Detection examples

/---

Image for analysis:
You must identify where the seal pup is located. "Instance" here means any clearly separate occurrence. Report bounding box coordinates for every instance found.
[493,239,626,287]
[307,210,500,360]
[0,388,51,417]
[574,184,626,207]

\---

Please rewrite every line of the entries above, requests included, multiplying each bounding box coordinate in the answers by 0.75 and rounding the results to whole numbers, with halves rounded up.

Image for analysis:
You must identify where the seal pup is located. "Instance" here means any clearly separate occurrence. Report bounding box coordinates for every instance found.
[370,179,470,215]
[230,158,375,270]
[0,291,38,313]
[431,138,470,155]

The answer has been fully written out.